▸ **O que fazer**
A. Copie do texto sobre A Guerra dos Mundos no rádio o trecho que começa em "Mais do que" e vai até "satisfazer o chefe.".
B. Segundo o texto sobre A Guerra dos Mundos no rádio, o que Koch introduziu como protagonista dos acontecimentos narrados?

▸ **Página**
__________

Mais do que uma adaptação, Koch fez uma recriação do livro, aproximando a estória - no tempo e no espaço - do cotidiano dos ouvintes e introduzindo o próprio rádio como protagonista dos acontecimentos narrados, sem desperdiçar a força dramática já presente no texto que consagrara o autor inglês.

Curiosamente, num depoimento de
1968
, o roteirista relata que várias vezes propôs a Welles desistir do texto e escolher outra obra, pois não gostou de fazer aquela adaptação. Mas a obstinação do diretor do Mercury Theatre levou A Guerra dos Mundos, que seria seu projeto favorito, até o final, sem se preocupar muito com as vontades - nem com as noites de sono - de seus subordinados na equipe, obrigados a trabalhar sem horário até satisfazer o chefe.

__________

▸ **Trecho dos dados**
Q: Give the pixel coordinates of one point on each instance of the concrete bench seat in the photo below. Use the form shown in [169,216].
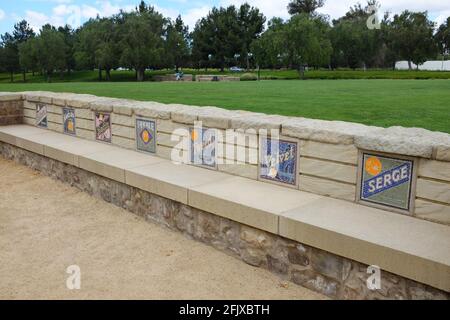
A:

__________

▸ **Respostas**
A.
Mais do que uma adaptação, Koch fez uma recriação do livro, aproximando a estória - no tempo e no espaço - do cotidiano dos ouvintes e introduzindo o próprio rádio como protagonista dos acontecimentos narrados, sem desperdiçar a força dramática já presente no texto que consagrara o autor inglês.

Curiosamente, num depoimento de
1968
, o roteirista relata que várias vezes propôs a Welles desistir do texto e escolher outra obra, pois não gostou de fazer aquela adaptação. Mas a obstinação do diretor do Mercury Theatre levou A Guerra dos Mundos, que seria seu projeto favorito, até o final, sem se preocupar muito com as vontades - nem com as noites de sono - de seus subordinados na equipe, obrigados a trabalhar sem horário até satisfazer o chefe.

B. O próprio rádio.